DO THIS. With the line containing "of the cockpit" as the first line and the last line of the records as the final one, reproduce that range exactly.

DATA TO PROCESS.
↓↓↓

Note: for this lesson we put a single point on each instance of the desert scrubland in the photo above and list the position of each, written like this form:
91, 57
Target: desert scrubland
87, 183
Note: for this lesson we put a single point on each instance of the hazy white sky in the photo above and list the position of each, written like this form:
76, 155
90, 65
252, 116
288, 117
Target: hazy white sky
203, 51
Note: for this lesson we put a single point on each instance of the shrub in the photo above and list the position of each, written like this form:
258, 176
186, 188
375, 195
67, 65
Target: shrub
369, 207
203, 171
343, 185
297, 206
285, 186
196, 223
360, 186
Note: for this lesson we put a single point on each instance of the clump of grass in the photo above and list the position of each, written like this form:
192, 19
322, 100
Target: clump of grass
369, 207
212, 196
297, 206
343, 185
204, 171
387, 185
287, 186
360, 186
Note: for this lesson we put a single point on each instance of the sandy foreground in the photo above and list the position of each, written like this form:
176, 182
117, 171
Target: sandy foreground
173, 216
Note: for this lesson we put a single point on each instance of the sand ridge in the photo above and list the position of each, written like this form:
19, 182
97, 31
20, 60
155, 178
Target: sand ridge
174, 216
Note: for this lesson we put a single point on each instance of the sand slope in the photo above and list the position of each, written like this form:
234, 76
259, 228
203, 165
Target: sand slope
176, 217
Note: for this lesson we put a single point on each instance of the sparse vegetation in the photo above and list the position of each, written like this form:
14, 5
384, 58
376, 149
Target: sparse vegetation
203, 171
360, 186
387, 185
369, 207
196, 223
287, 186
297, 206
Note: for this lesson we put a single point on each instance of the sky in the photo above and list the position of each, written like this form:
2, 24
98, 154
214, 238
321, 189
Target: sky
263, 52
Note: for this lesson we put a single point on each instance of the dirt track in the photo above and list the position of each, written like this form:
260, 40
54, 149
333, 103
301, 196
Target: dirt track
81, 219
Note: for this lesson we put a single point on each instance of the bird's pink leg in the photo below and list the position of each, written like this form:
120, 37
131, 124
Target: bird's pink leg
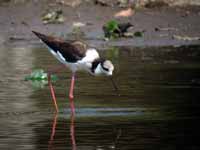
72, 131
52, 92
53, 131
71, 94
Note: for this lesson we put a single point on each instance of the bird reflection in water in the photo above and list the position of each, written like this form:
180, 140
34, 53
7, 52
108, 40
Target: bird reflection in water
72, 129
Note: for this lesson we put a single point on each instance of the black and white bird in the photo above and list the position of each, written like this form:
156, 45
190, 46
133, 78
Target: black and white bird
76, 56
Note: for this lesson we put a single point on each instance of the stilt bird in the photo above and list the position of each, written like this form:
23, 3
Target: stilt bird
76, 56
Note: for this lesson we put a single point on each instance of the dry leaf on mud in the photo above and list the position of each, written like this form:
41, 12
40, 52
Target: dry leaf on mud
125, 13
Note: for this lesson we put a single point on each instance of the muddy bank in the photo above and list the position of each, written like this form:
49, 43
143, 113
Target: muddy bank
162, 26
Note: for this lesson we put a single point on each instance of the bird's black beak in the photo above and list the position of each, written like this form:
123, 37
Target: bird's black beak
114, 86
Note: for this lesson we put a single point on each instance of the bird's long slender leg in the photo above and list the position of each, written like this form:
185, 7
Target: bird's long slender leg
52, 92
71, 93
53, 131
72, 130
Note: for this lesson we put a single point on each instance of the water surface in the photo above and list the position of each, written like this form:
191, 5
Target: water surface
157, 107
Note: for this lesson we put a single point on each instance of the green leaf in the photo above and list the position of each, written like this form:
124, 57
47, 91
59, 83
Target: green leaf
39, 78
110, 29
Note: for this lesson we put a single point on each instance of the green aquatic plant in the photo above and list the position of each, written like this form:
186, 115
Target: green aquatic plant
39, 78
110, 29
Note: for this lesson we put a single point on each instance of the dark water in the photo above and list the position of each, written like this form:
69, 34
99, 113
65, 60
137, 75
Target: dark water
158, 107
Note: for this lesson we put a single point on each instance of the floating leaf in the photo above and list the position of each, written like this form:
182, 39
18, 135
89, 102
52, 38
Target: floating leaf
53, 16
39, 75
39, 78
110, 29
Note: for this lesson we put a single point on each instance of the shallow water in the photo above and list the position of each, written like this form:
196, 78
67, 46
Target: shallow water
157, 107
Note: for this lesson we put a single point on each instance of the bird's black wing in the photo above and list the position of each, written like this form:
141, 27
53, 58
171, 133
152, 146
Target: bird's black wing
72, 51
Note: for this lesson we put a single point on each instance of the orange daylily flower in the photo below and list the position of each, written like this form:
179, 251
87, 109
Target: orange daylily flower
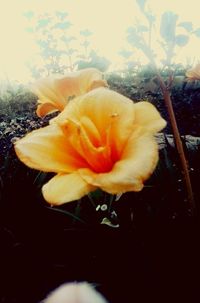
101, 140
194, 74
54, 92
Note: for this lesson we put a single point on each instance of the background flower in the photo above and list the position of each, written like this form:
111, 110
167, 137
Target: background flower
100, 140
53, 92
194, 74
75, 293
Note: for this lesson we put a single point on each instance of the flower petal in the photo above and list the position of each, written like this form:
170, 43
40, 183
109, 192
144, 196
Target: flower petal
147, 116
48, 149
64, 188
138, 161
45, 108
112, 114
57, 89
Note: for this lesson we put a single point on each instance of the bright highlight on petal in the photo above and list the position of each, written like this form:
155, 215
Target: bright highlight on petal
54, 92
100, 140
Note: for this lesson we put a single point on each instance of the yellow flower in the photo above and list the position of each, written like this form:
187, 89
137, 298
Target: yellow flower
194, 74
101, 140
54, 92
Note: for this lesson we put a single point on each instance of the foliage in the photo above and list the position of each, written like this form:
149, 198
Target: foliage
173, 34
59, 50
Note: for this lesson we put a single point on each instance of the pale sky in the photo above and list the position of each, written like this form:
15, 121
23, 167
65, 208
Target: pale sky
106, 19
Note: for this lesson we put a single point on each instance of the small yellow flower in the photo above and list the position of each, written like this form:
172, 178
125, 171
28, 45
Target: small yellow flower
100, 140
194, 74
54, 92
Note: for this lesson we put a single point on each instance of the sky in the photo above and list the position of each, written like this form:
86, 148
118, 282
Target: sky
108, 20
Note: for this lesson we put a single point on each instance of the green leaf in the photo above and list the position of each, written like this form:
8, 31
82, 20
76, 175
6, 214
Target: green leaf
182, 40
186, 25
168, 26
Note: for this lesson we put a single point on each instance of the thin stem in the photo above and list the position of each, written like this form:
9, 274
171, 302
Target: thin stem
185, 171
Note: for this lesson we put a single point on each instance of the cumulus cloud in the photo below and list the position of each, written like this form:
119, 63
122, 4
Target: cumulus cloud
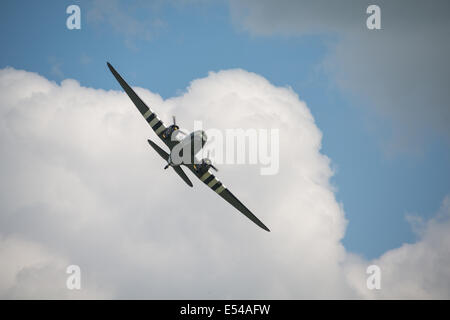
413, 271
401, 71
81, 186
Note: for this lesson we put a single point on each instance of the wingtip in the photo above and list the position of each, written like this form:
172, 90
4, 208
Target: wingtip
109, 66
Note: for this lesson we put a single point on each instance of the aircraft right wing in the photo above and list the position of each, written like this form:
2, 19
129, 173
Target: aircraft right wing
148, 114
212, 182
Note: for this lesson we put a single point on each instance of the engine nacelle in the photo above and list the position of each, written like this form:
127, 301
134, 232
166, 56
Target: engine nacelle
189, 145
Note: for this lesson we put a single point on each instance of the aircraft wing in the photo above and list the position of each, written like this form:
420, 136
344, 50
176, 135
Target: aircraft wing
212, 182
152, 119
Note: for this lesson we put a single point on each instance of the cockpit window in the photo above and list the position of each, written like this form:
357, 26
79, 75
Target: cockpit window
179, 134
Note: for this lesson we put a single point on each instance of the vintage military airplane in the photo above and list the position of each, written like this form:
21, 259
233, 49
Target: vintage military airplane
177, 139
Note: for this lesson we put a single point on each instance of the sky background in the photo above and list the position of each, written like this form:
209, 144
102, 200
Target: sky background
378, 97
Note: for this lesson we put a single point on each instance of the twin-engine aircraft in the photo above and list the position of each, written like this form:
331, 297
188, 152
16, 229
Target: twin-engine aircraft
177, 139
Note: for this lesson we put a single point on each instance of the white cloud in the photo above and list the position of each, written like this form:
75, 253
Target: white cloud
81, 186
413, 271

↑↑↑

WORKED SOLUTION.
Note: for this lesson we put a single point on each instance of the cockpit window in the photo above and list the position of each, written like this form:
357, 26
79, 75
Target: cockpit window
179, 134
Note: for this lesson we put a single point on each instance of the vintage military airplane in the photo above and list the position of each, written like this form:
21, 259
233, 49
Target: vintage military airplane
177, 139
Note: for this lesson we put a single point on each instance of the sky background in the photo above and list the position of each, written like this form:
209, 144
102, 200
Target: sky background
378, 97
Note: for this lesson we put a single point on each instance of the twin-engine aircraft in the photo above and list the position of each, written like this form:
331, 297
188, 152
16, 229
Target: twin-engine aircraft
177, 139
Note: for this lesson we put a single point on each instance of the white cloud in the photo above and list the position of each, written like this form:
75, 253
Target: white cloud
81, 186
413, 271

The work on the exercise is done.